Material for this exercise:
◇ ◇ ◇ ◇ ◇
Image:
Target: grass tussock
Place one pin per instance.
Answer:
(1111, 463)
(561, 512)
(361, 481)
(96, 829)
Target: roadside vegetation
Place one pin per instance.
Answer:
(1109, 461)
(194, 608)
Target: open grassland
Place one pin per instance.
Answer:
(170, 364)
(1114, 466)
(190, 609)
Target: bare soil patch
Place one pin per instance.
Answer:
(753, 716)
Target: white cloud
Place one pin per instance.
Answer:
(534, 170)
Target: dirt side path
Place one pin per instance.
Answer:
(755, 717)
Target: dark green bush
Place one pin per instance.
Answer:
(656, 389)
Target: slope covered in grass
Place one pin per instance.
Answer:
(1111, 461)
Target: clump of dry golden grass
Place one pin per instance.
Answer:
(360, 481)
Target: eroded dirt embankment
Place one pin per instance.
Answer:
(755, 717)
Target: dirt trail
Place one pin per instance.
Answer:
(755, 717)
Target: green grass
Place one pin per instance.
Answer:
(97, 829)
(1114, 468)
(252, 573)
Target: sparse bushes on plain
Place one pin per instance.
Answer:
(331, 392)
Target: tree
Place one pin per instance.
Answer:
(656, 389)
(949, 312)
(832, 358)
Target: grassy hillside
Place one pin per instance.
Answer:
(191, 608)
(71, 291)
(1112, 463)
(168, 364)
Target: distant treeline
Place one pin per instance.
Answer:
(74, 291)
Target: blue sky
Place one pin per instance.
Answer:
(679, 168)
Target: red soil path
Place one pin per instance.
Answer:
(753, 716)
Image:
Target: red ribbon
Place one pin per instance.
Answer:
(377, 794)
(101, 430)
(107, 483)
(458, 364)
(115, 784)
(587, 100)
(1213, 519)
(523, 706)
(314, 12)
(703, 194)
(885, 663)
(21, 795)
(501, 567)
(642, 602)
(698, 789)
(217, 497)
◇ ◇ ◇ ◇ ◇
Task to carry out:
Rewrite the stretch of data from the line containing "Target: slope covered in grass" through the end of the data, replacing "pin" with "marker" and changing nothing else.

Exercise result:
Target: slope covered in grass
Place one marker per instance.
Answer:
(1111, 461)
Target: clump of dry golden grass
Place one marker per instance.
Answer:
(360, 481)
Target: eroded dirt embankment
Place one marker per instance.
Answer:
(755, 717)
Target: dirt trail
Place one marker per instance.
Answer:
(755, 717)
Target: green grass
Place one marker per instance.
Answer:
(97, 829)
(1114, 468)
(252, 573)
Target: sparse bushes on plain
Place one marker per instance.
Answer:
(331, 392)
Target: tree
Place one marker per instance.
Answer:
(656, 389)
(949, 312)
(832, 358)
Target: grassy hillside
Place one marker per instance.
Answer:
(191, 608)
(71, 291)
(1112, 463)
(168, 364)
Target: distant treeline
Place one marker per instance.
Answer:
(74, 291)
Target: blue sky
Place one marker per instance.
Answer:
(679, 168)
Target: red soil path
Place one marker per instance.
Answer:
(753, 716)
Image:
Target: red ribbon
Place one marker per instance.
Answer:
(377, 794)
(101, 430)
(107, 483)
(458, 364)
(115, 784)
(587, 100)
(1213, 519)
(523, 706)
(314, 12)
(703, 194)
(885, 663)
(21, 795)
(501, 567)
(642, 602)
(698, 789)
(217, 497)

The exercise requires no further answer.